[Task to complete]:
List each line of the records below that contains the word "quail", and copy every such line in full.

Location labeling records
━━━━━━
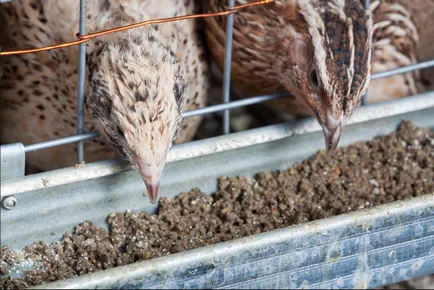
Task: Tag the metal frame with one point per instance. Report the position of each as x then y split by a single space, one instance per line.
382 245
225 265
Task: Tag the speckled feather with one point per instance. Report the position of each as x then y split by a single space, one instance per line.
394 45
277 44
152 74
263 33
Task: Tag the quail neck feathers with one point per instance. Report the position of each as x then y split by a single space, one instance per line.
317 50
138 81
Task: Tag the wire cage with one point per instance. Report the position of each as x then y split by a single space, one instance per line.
━━━━━━
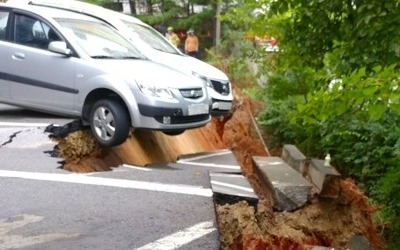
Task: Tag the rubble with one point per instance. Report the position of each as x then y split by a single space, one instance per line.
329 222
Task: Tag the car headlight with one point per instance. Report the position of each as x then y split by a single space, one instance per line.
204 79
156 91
━━━━━━
[Task response]:
Task: Tag the quail neck feathers with one point per instance. Report the position of each as x then y split by a single space, one instance per line.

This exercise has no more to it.